** Records shown **
§

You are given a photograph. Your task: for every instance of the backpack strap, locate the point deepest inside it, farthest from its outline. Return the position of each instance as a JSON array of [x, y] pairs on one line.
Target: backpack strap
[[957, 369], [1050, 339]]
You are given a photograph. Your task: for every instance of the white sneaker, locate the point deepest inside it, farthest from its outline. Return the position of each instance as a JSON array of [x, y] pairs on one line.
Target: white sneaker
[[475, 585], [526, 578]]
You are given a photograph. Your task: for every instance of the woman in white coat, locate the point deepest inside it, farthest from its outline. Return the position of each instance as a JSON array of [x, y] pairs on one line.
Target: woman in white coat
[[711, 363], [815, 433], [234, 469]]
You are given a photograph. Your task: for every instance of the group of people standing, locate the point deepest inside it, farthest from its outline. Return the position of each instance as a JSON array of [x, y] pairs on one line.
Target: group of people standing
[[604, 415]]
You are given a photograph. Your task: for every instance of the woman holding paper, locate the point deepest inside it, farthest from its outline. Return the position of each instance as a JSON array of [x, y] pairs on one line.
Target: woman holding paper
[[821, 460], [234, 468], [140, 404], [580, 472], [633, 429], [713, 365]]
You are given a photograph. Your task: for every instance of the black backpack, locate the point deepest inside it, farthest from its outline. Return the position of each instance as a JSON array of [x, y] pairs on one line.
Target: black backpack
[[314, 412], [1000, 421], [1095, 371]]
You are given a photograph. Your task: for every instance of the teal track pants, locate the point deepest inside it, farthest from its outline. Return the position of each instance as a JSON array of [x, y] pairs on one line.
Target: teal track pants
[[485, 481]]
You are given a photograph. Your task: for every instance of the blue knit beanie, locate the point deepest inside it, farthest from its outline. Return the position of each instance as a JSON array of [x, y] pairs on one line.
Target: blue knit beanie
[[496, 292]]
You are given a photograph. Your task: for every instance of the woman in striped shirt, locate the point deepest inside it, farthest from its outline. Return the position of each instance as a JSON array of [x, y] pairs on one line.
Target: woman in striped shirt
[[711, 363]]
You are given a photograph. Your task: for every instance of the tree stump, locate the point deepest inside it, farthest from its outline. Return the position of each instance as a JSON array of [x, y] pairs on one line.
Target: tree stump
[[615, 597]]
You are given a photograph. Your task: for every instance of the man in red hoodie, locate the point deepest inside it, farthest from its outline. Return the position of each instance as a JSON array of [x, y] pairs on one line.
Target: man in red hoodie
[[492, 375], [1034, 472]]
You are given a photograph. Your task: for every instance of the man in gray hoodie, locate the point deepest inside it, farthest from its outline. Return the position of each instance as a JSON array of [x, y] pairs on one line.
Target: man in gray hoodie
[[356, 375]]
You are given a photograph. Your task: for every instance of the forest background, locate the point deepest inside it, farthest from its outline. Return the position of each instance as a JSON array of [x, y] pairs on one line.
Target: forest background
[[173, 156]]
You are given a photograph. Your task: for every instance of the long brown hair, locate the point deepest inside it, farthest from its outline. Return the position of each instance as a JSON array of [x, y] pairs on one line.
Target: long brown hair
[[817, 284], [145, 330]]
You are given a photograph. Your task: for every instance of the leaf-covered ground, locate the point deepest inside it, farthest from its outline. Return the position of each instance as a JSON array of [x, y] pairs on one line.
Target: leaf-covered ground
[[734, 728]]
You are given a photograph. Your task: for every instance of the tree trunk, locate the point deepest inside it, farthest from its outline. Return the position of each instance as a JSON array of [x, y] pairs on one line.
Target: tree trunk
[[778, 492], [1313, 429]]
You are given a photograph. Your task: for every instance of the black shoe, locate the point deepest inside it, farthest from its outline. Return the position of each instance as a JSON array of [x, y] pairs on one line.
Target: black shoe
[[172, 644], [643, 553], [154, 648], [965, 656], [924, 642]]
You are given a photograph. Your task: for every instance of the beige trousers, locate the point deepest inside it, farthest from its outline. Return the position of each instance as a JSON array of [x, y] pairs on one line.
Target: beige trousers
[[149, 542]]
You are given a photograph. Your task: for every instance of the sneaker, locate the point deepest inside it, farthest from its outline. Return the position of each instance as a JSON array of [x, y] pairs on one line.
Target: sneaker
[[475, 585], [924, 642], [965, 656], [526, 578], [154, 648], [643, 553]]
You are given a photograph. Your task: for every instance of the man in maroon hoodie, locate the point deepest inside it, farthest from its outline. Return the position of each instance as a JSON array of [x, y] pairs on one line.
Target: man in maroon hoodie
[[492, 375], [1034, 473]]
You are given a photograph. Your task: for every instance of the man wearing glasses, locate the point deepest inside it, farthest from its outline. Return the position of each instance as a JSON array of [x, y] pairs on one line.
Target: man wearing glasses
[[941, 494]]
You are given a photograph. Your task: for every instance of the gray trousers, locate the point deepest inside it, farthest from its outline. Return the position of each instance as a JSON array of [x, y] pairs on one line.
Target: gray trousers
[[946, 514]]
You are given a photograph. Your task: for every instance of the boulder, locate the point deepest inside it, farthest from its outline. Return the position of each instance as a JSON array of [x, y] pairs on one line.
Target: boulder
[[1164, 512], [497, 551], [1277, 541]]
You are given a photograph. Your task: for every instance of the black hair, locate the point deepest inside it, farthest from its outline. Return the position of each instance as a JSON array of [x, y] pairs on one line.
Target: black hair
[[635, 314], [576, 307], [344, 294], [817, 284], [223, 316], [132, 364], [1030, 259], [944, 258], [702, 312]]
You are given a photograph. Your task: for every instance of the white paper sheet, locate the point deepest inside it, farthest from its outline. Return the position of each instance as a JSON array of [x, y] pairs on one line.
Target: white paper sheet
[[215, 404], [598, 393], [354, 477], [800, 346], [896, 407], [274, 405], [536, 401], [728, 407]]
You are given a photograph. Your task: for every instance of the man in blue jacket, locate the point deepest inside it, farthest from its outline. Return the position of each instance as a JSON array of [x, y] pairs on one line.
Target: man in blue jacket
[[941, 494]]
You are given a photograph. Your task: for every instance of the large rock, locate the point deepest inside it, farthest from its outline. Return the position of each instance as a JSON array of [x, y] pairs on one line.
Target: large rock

§

** The exercise **
Reproduce all of the items above line for line, with no changes to any wording, numbers or punctuation.

** Task response **
You are given a photograph. Your task: for every instance of the backpack strap, locate the point deepest inside it, farthest from its outline. Return the position of each instance as a JSON array of [x, y] pairs on one line.
Target: backpack strap
[[957, 369], [1050, 339]]
You are given a photograph. Your task: for every instance of the white sneaker, locate the point deepest inside it, farthest from its outline. Return the position of each instance as a JSON array of [x, y] pairs on one line.
Target: white sneaker
[[475, 585], [526, 578]]
You are given a photograph. Your task: for every instance of the woman in white coat, locate the point deepest inside it, farthest from its outline. Return the position of each instance as a JSON array of [x, y] pairs on one line.
Target: woman in white coat
[[711, 363], [815, 433], [234, 469]]
You are given a photograph. Your task: for every instance of the group of people standing, locate the point deepest inside it, farthest from its outline. Return the position of each instance as a JSON array of [x, y] pairs on one line.
Target: group of people standing
[[604, 415]]
You are given a photograph. Your task: for every instance of the woman holding paper, locate the point deepest inside it, farthest from its outline. Return the position of each instance as a JSON array of [x, y] pairs on one line.
Target: woman holding paper
[[821, 460], [234, 468], [140, 404], [580, 472], [633, 429], [713, 365]]
You are given a photograph. Your task: for every instance of the black backpack, locate the point deepest inside it, farthest from its outline. Return the position of each instance as a JSON array of [x, y] pairs on one line.
Target: black backpack
[[314, 412], [1000, 421], [1095, 371]]
You are given a photograph. Your task: for every instance of the teal track pants, locate the point deepest inside it, farthest from its outline. Return the position of each instance as a JSON array of [x, y] pairs on one line.
Target: teal track pants
[[485, 481]]
You are given a photograph. Your task: for every instance of the blue knit beanie, locate the point deepest inside it, farthest from its outline. Return the position of each instance as a JSON array of [x, y] pairs on one line.
Target: blue knit beanie
[[496, 292]]
You are given a photograph. Your task: for every instance of the woman in striped shirt, locate the point deepest inside it, farthest from its outline. Return the position of each instance as a JSON array of [x, y] pairs on one line.
Target: woman in striped shirt
[[711, 363]]
You are given a photograph. Your task: for every instance of the tree stump, locate the point deepest inside it, farthest from its outline. Return the position of each instance as a JSON array of [x, y] pairs on one line.
Target: tree stump
[[615, 597]]
You are given a photograph. Your task: for every instance of the man in red hoodie, locate the point deepest inside it, farthest from its outline. Return the position of each instance as a JSON array of [x, y] pairs on one line.
Target: man in red hoodie
[[492, 375], [1034, 472]]
You are given a photograph. Your task: for every instance of the man in gray hoodie, locate the point deepest inside it, farthest from its outline. Return the position of each instance as a JSON array of [x, y] pairs on one line.
Target: man in gray hoodie
[[356, 375]]
You are given a photograph. Your task: for every instance of the forest background, locate the point deepest inside it, farthest from its outline. Return the position of each instance as a JSON array of [x, y] pairs on one line.
Target: forest background
[[173, 156]]
You are given a photograph. Your task: for every instance of the long brown hair, locate the point deepest inside it, farthest from its outline. Return the position of each instance as a JSON array of [x, y] pairs on one line.
Target: long brown hair
[[817, 284], [145, 330]]
You are given a photograph. Your task: for every instance of the leaf-covered ground, locate the point deepest inside it, farthest from its outline. Return the position of each instance as a JSON array of [x, y] pairs on one line.
Target: leaf-covered ground
[[734, 728]]
You are given a photograph. Your task: for every instance of the tree trunk, locate the point deepest inside it, farthest from its outline. Return the position of each instance as a JSON array of [x, y] pairs on one line.
Target: tree trunk
[[778, 492], [1313, 429]]
You are given a photograph. Your task: for every instance of the black shoe, locate the point deepest inside it, farthest from its outline. Return the position of each instance as a JSON array of [x, y] pairs on one line.
Target: black shoe
[[172, 644], [643, 553], [154, 648], [965, 656], [924, 642]]
You are given a photograph. Your task: for every instance of the beige trousers, locate the point deepest inside it, farthest from its outline. Return the position of each instance as a JSON array of [x, y] pairs on one line.
Target: beige trousers
[[149, 542]]
You are given a photograph. Your task: for every instance of the sneaker, locate the point deepest inside it, farthest from its outline. Return the position of each instance as a JSON array of [x, y] pairs on one line.
Target: sneaker
[[475, 585], [924, 642], [965, 656], [526, 578], [154, 648], [643, 553]]
You are given a photograph. Your task: for every instance of the man in maroon hoodie, locate the point deepest inside it, farthest from its outline. Return the position of each instance as a JSON array of [x, y] pairs on one line.
Target: man in maroon hoodie
[[492, 375], [1034, 473]]
You are given a photograph. Your task: for every instance of the man wearing glasses, locate the point deepest inside it, farthest from its outline. Return the position of each instance as a JSON array of [x, y] pairs on one line.
Target: man wearing glasses
[[941, 494]]
You are given a photograph. Your task: for every instance of the gray trousers, locate the point deepest inside it, farthest from its outline. Return the position of each instance as a JSON array of [x, y] pairs on one line.
Target: gray trousers
[[946, 514]]
You are given a photograph. Your task: for every instance of the boulder, locate the point deepest inside it, farthest from its outline. Return the position of each instance as a JSON array of [x, y] pairs on one line.
Target: boulder
[[1164, 512], [497, 551], [1277, 541]]
You are given a photograph. Your task: for every instance of the black hair, locate the point deepest inside it, farthest from its outline. Return the position of each instance as a JSON array of [x, y] pairs on one line.
Target: black hair
[[635, 314], [576, 307], [344, 294], [817, 284], [223, 316], [132, 364], [1030, 259], [944, 258], [702, 312]]
You are given a photograph. Your task: for every instance of the white paper sheet, locate the point deepest inside it, farthest from its outline. Return the position of each instance as a JSON array of [x, y] pairs on one line.
Target: white paper sheet
[[215, 404], [598, 393], [354, 477], [800, 346], [896, 407], [274, 405], [536, 401], [728, 407]]
You are given a photograph. Your task: for every instance of the man in blue jacket, locate the point deepest inside it, farthest from its outline. Return the position of each instance as a JSON array of [x, y] pairs on one line.
Target: man in blue jacket
[[941, 494]]
You are given a photograph. Your task: for every instance of the large rock, locate the point deepest inside it, farthest from its outline. Return the position of each instance as a JSON array of [x, y] pairs on one line.
Target: large rock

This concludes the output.